Work item: An exact copy of the entries below is required, with all pictures removed.

= Beginning of Section =

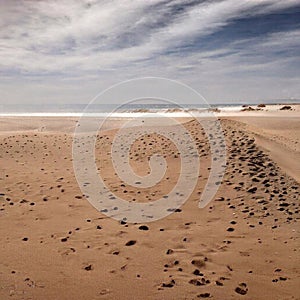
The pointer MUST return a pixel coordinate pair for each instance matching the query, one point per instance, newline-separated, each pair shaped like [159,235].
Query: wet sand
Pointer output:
[243,245]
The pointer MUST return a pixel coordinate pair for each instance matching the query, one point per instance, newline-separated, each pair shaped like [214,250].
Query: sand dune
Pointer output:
[243,245]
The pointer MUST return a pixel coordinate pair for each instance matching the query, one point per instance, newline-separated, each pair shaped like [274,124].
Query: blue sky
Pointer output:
[229,51]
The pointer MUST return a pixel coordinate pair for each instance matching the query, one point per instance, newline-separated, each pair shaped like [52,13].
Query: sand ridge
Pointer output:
[55,245]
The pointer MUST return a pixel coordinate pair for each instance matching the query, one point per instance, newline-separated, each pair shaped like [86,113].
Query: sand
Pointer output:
[243,245]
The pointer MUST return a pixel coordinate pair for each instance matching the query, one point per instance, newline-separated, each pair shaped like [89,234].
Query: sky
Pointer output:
[62,52]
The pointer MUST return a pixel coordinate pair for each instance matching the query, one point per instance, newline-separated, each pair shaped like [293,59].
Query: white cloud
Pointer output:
[120,39]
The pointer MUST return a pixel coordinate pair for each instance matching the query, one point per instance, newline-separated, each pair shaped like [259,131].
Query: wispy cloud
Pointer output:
[110,40]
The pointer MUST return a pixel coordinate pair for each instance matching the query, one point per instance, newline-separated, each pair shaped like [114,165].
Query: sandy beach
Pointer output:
[243,245]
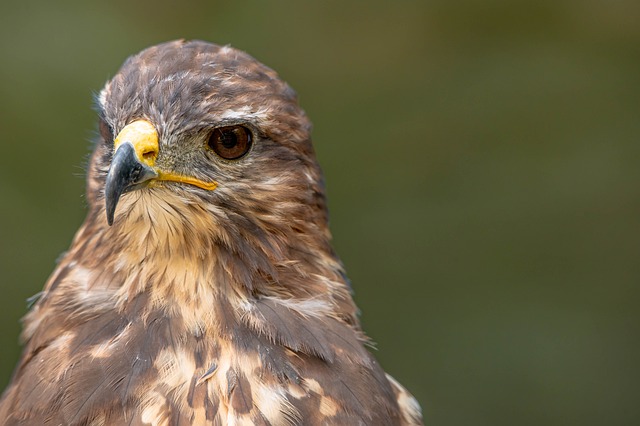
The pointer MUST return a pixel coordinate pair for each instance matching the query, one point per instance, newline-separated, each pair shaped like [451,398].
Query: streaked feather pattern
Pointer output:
[196,308]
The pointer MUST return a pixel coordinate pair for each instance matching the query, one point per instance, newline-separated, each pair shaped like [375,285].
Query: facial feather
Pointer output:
[203,307]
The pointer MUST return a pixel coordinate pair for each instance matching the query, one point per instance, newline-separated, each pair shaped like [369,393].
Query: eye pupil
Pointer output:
[231,142]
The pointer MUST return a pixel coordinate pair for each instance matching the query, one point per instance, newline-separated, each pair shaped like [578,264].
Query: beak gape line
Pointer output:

= End of Section =

Output:
The pointer MUST return a pixel coordinate pair for each instance matching the query, one point per instance, newline-separated, each pair shaped like [159,235].
Query: wet sand
Pointer output:
[243,245]
The pointer MUST return a pixel coordinate pair for each instance matching the query, one point per instance, newline-separated, each pair shaped like [214,250].
Query: sand dune
Pointer output:
[243,245]
The pointer MUST return a pixel coordinate pair for each instance matching the query, one point per instance, newline-separated, each pair shaped like [274,124].
Query: blue sky
Pointer output:
[229,51]
The pointer MUST return a pixel coordinate pair for each instance matching the query, one point per instance, newline-separated, each pair shaped like [52,13].
Query: sand ridge
Pointer output:
[55,245]
The pointer MUST return a pixel coordinate pair for each instance matching the query, one point per instance, newline-separated, each pair shaped like [86,113].
Query: sand
Pointer output:
[243,245]
The pointer MUST return a pixel coordinate pair for each instance matching the query, one point per instance, newline-separated, each pair shaped like [89,234].
Query: sky
Pointer output:
[62,52]
The pointer MUST return a pixel coordinate pair for each instance matching the query, one point per instance, newline-separated, each pair shaped like [293,59].
Query: white cloud
Pointer output:
[120,39]
The pointer MUST return a pixel coordinate pair for each instance matching the query, one point per instance, newline-separated, each pair shaped like [259,131].
Query: wispy cloud
Pointer output:
[110,40]
The pointer MUST return a pixel coordinate pair for each instance matching the query, one point per instance, newline-separated, each pair shaped like [114,165].
Query: sandy beach
Pointer output:
[243,245]
The pointer MUST return a pixel coordinate pair for each instance matching the query, one point per instance, newline-separated, each pair shaped like [451,398].
Query: streaked feather pattern
Pointer output:
[196,308]
The pointer MUST return a pixel coordinate pair for each instance matching the query, one point per instance, newline-separated, each pair shaped like [375,285].
Query: facial feather
Pointer output:
[203,307]
The pointer MUST return a pixel coordinate pair for each instance matching the query, one point per instance, newline-separated, each pair shaped like [369,393].
Query: eye pupil
Pointer output:
[231,142]
The pointer MUST return a pixel coordinate pair for each instance matching the query, one point per instance, newline-separated, each pair shaped like [578,264].
Query: beak gape line
Pointer output:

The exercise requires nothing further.